[Rows from a dataset for labeling boxes]
--------------------------------

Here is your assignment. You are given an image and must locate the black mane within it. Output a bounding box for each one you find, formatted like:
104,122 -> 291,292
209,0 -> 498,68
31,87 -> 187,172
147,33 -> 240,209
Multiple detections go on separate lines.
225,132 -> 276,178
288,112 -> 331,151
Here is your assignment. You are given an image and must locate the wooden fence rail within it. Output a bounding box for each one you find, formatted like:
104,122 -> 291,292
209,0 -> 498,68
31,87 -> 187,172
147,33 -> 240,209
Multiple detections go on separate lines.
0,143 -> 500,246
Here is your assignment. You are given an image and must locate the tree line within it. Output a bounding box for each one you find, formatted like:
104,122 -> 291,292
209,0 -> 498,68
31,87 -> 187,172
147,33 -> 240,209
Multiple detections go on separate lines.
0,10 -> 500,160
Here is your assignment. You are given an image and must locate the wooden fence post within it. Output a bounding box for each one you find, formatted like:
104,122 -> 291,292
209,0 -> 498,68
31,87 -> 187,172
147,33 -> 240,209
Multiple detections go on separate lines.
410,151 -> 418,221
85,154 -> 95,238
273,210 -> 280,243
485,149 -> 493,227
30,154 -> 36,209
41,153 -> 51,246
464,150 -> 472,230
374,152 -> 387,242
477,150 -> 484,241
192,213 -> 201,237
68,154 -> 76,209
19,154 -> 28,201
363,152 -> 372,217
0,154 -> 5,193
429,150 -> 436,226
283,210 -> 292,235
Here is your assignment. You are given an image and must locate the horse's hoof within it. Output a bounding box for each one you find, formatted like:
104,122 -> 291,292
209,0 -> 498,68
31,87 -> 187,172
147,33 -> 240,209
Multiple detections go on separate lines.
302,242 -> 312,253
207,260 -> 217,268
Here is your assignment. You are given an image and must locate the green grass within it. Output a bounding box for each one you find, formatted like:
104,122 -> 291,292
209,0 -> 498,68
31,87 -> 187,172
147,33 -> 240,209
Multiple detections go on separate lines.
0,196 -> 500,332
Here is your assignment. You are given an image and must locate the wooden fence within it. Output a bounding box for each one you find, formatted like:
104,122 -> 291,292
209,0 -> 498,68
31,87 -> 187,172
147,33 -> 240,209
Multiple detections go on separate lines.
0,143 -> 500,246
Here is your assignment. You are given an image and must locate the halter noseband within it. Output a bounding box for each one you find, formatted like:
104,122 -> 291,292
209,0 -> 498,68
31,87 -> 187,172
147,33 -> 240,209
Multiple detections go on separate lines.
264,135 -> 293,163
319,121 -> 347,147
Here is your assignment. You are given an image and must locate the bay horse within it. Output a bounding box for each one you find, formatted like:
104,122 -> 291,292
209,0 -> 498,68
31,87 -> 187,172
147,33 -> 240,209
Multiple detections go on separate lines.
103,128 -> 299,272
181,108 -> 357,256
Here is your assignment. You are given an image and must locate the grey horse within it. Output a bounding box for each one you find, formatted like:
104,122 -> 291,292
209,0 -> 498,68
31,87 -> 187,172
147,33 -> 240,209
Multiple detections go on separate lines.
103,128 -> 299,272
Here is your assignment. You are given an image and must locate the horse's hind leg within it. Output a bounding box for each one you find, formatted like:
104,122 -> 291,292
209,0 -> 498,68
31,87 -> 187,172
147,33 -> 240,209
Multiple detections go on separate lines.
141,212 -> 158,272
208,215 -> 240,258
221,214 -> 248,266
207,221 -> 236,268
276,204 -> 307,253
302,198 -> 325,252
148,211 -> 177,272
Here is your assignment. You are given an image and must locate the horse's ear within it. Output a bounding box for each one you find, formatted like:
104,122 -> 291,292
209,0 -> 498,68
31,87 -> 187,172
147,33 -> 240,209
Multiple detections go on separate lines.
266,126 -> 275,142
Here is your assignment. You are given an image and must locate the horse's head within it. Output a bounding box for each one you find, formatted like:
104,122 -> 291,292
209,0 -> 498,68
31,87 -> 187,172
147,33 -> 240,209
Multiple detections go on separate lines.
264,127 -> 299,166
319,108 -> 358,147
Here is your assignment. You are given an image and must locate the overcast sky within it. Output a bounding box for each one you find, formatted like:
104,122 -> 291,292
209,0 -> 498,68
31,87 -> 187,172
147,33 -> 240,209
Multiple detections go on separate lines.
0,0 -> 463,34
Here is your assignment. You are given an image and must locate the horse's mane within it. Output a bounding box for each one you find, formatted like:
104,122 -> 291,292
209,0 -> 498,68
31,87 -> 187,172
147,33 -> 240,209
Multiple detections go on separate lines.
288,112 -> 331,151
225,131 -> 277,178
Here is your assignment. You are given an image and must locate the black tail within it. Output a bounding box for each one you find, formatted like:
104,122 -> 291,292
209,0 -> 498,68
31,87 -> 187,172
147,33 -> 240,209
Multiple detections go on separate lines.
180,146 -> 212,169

--------------------------------

(EXERCISE BRIEF)
Change "tree line" to "forest edge" in the records from the start through the line containing "283,210 -> 292,235", and give those lines again with nothing else altered.

(THE ANSWER)
Here is your assignment. You are given an image and must locate the black mane within it. Output a bounding box for each one you find, formatted like:
104,122 -> 291,292
209,0 -> 498,68
31,87 -> 187,172
147,33 -> 240,209
Multiple detections go on separate lines.
225,132 -> 276,178
288,112 -> 331,151
Here is your assignment. You are given an image and must locate the wooden fence rail within it. Output a bounding box for each one you find, formatted like:
104,122 -> 291,292
209,0 -> 498,68
31,87 -> 187,172
147,33 -> 240,209
Multiple detections go on separate lines.
0,143 -> 500,246
Here is your assignment. You are given an image and must locate the forest edge within it. Output a bounding box for each one you find, formatted like:
104,122 -> 291,292
209,0 -> 498,68
31,87 -> 187,172
147,33 -> 240,209
Multiple detections go on separate lines.
0,10 -> 500,160
Here is your assignment. You are given an image and must locate the wooden fence post within it. Output a bounding box for each one you find, formatted like:
104,122 -> 291,292
209,0 -> 498,68
31,87 -> 187,172
147,33 -> 240,209
Multiple detections go on separate lines.
410,151 -> 418,221
85,154 -> 95,238
273,210 -> 280,243
485,149 -> 493,227
30,154 -> 36,209
41,153 -> 51,246
464,150 -> 472,230
374,152 -> 387,242
477,150 -> 484,241
192,213 -> 201,237
68,154 -> 76,209
19,154 -> 28,201
363,152 -> 372,217
0,154 -> 5,193
429,150 -> 436,226
283,210 -> 292,235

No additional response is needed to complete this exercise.